-- Required task 1 --
Update everything in the listing from the line containing "compact shape [371,63]." down to the end of the listing. Replace "compact shape" with "short form" and change nothing else. Return only those lines.

Board of Regents
Education Committee Minutes, February 2007
University of Wisconsin-Madison
February 8 , 2007
The meeting of the Education Committee, to which all Regents were invited, convened at 10:00 a.m. Regents Davis, Spector, Crain, Cuene, Loftus, Semenas, Bartell, Bradley, Burmaster, Connolly-Keesler, McPike, Pruitt, Rosenzweig, Salas, Shields, Smith, and Walsh were present.
A. UW System Criteria for Approval of Wisconsin Technical College System Collegiate Transfer Programs
Regent Davis opened the meeting by reminding Board members that the Education Committee had held a special meeting on January 22, 2007, to consider the UW System Criteria for Approval of Wisconsin Technical College System Collegiate Transfer Programs. Regent Davis noted that there was a lengthy and productive discussion, one that was greatly enhanced by Regent Cuene, whom Regent Davis thanked publicly for helping the Education Committee engage in the issue so deeply. She also noted that Committee members agreed that the Criteria under consideration were UW System criteria that reflected the needs, priorities, and practices of UW System institutions.
Interim Senior Vice President Rebecca Martin next reviewed the collaborative process that had transpired between the UW System and Wisconsin Technical College System since the December 7 Board meeting. She noted that, despite some remaining differences, there had been a good faith dialogue and collaboration to move forward a set of workable guidelines designed to enhance student transfer between the two Systems. She thanked both the UWSA and the WTCS staff involved in advancing the Criteria. Dr. Martin also described the meeting on January 16 which included UW Chancellors Hitch, Wells, and Wilson, UW-Marathon County Dean Veninga, and WTCS Presidents Ihlenfeldt, Knox, and Lorbetske. That meeting made considerable progress towards consensus, but, she observed, the Criteria document before the Board would remain a UW System document and apply to decisions of the UW System Board of Regents.

-- Records shown --
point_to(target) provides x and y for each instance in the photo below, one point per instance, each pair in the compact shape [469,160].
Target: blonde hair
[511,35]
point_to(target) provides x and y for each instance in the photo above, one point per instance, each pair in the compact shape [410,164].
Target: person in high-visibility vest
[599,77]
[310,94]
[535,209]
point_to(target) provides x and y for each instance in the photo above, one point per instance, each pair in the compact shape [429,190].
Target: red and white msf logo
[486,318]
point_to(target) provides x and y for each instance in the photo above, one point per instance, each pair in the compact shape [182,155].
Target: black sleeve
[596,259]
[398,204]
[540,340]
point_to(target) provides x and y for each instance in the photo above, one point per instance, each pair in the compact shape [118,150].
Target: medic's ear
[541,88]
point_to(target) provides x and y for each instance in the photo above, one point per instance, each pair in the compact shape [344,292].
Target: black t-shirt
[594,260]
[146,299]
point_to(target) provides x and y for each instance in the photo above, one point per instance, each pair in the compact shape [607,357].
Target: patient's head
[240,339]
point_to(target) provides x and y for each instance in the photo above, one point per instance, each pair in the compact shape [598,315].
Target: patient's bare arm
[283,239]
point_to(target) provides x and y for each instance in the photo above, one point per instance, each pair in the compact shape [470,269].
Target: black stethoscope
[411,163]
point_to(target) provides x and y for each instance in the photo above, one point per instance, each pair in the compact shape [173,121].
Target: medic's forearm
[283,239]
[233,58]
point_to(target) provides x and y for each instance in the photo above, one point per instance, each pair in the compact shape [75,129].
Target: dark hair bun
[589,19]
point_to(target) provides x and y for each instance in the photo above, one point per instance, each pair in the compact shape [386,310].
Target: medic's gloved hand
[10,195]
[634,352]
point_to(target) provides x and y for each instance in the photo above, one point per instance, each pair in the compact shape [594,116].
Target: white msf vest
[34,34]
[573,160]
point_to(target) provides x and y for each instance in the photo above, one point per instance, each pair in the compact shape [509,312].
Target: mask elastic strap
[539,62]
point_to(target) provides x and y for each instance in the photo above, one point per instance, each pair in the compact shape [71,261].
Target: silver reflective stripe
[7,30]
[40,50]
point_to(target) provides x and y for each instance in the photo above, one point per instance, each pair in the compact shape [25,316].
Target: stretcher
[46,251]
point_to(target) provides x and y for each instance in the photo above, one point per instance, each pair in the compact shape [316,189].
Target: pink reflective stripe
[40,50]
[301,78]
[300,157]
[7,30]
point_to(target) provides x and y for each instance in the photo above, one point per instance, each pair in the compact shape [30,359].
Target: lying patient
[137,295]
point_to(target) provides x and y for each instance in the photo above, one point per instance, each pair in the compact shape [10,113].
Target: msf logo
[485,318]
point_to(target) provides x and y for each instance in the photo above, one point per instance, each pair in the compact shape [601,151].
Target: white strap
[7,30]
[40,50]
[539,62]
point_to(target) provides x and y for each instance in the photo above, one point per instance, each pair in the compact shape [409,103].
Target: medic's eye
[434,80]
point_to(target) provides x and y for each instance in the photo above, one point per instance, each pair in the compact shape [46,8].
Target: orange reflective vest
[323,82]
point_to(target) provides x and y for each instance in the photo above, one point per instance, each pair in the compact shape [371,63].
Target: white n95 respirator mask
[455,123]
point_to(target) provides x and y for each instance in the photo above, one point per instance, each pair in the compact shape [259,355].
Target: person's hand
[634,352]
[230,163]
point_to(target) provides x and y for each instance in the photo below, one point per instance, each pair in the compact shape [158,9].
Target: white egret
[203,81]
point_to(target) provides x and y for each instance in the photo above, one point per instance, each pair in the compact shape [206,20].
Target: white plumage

-- Required task 2 --
Go on with the Education Committee minutes from where they stop.

-- Written answer 1 --
point_to(target) provides x and y for each instance in the photo above, one point per instance, each pair in the short form [371,63].
Target: white n95 respirator mask
[455,123]
point_to(target) provides x and y for each instance in the photo above, one point per instance, each pair in the short form [259,355].
Target: person's hand
[634,352]
[230,163]
point_to(target) provides x and y for each instance in the photo below, one point per instance, each pair in the short form [158,9].
Target: white egret
[203,81]
point_to(target) provides x and y for each instance in the photo above, one point per instance, each pair in the short form [206,20].
Target: white plumage

-- Written answer 2 --
Assistant Vice President Larry Rubin then walked Board members through the Criteria, explaining the two collegiate transfer Associate Degrees—the Liberal Arts Associate Degree and the newly configured Pre-professional Associate Degree—proposed by WTCS and reminding the Board that any broadening of these collegiate transfer programs needed the approval of both Boards. He commented that the principles for the Criteria included the following components: enhancing credit transfer; expanding opportunities for Wisconsin residents to earn baccalaureate degrees in ways that do not unnecessarily duplicate existing programs and offerings; avoiding unnecessary duplication by considering all program options currently available; and ensuring that the program meets a long-term student need, that it draws upon existing strengths and resources of WTCS and UW institutions, and that the institution identifies and justifies resources needed to support the program.
President Reilly then addressed the Board by noting how the Growth Agenda, with its goal of producing more baccalaureate degrees in Wisconsin, had been included in the Governor’s Budget. Both UW System and Wisconsin Technical College System institutions want to increase the number of Wisconsin residents with post- secondary degrees, and the challenge was how best to do this in an efficient manner. President Reilly suggested that one option was the University Center concept, which was a model for collaboration between institutions currently used and with the potential for broader application. He expressed his plan to provide further information on that model in the next several months.
Regent Cuene then moved, with Regent Spector seconding, to amend the motion previously adopted at the January 22, 2007, Special Meeting of the Education Committee to approve Resolution I.1.b., approving the Criteria for Approval of Wisconsin Technical College System Collegiate Transfer Programs. She proposed adding to Section III.A.1.c. language as follows:
A WTCS district that does not have liberal arts degree authority, and is not proposing to offer a degree in collaboration with a UWS institution as described in Section III.A.1.b., if the Board concludes that such a collaboration is not effective and efficient. The Board will make every effort, working with the President and the Chancellors of the UWS, to see that effective and efficient collaboration between the two systems occurs in the best interest of students and taxpayers before reaching such a conclusion.
The resolution as amended was PASSED by the Education Committee unanimously.
In the discussion that followed, a number of Regents lauded the work that had been done in the transfer area and the importance of the progress in this area towards achieving the goal of increasing the number of baccalaureate degrees in Wisconsin.
B. UW System Freshman Admissions Policy
Regent Davis began the discussion of the UW System Freshman Admissions Policy by expressing her strong support for the policy, which allows the UW System to meet its responsibility to educate citizens for a diverse democracy. She reminded her fellow Regents that no vote would be taken until the regular business meeting of the Education Committee. Regent Davis then introduced Interim Senior Vice President Rebecca Martin to review the policy document.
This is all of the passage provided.